According to the list of 1860 events in the United Kingdom below, at which dockyard was HMS Howe launched?

■ **Document excerpt**
<<<<

Events from the year 1860 in the United Kingdom.

Incumbents
 Monarch – Victoria
 Prime Minister – Henry John Temple, 3rd Viscount Palmerston (Liberal)
 Parliament – 18th

Events
 1 January – Cray Wanderers Football Club formed in St Mary Cray, north Kent.
 25 January – HMS Prince of Wales, a 121-gun screw-propelled first-rate ship of the line is launched at Portsmouth Dockyard.
 February – Royal Commission on the Defence of the United Kingdom recommends erection of the Palmerston Forts.
 27 February – paddle steamer Nimrod is wrecked off St David's Head in Wales and 45 people are killed.
 28 February – the Artists Rifles is established, as the 38th Middlesex (Artists) Rifle Volunteer Corps, with headquarters at Burlington House in London.
 March – Food and Drink Act, 1860 prohibits the adulteration of certain foodstuffs.
 7 March – HMS Howe, the Royal Navy's last, largest and fastest wooden first-rate three-decker ship of the line, is launched at Pembroke Dockyard but never completed for sea service.
 17 March – First Taranaki War between the Māori and British colonists in New Zealand begins.

>>>>

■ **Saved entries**
<<<<

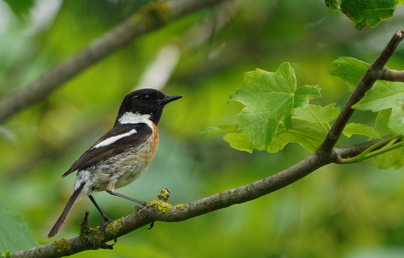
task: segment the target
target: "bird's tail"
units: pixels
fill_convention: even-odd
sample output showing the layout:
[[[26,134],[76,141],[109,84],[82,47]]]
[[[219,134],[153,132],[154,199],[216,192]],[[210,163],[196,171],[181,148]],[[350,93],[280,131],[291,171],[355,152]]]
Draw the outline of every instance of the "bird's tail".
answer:
[[[83,190],[83,188],[84,188],[84,186],[85,184],[85,182],[82,183],[80,185],[78,188],[72,193],[72,195],[70,196],[70,198],[69,199],[69,201],[67,201],[67,204],[66,205],[65,209],[63,210],[63,212],[62,212],[62,214],[60,215],[60,217],[58,219],[57,221],[55,223],[55,226],[52,228],[50,230],[50,232],[49,232],[49,235],[48,235],[48,238],[53,237],[57,233],[58,231],[59,231],[59,229],[60,228],[60,227],[62,226],[62,224],[63,224],[63,222],[65,222],[65,220],[66,219],[67,215],[69,215],[69,213],[72,210],[72,208],[73,207],[73,205],[74,205],[74,203],[77,201],[77,199],[78,199],[79,196],[80,195],[80,193]]]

>>>>

■ **Written reply**
Pembroke Dockyard.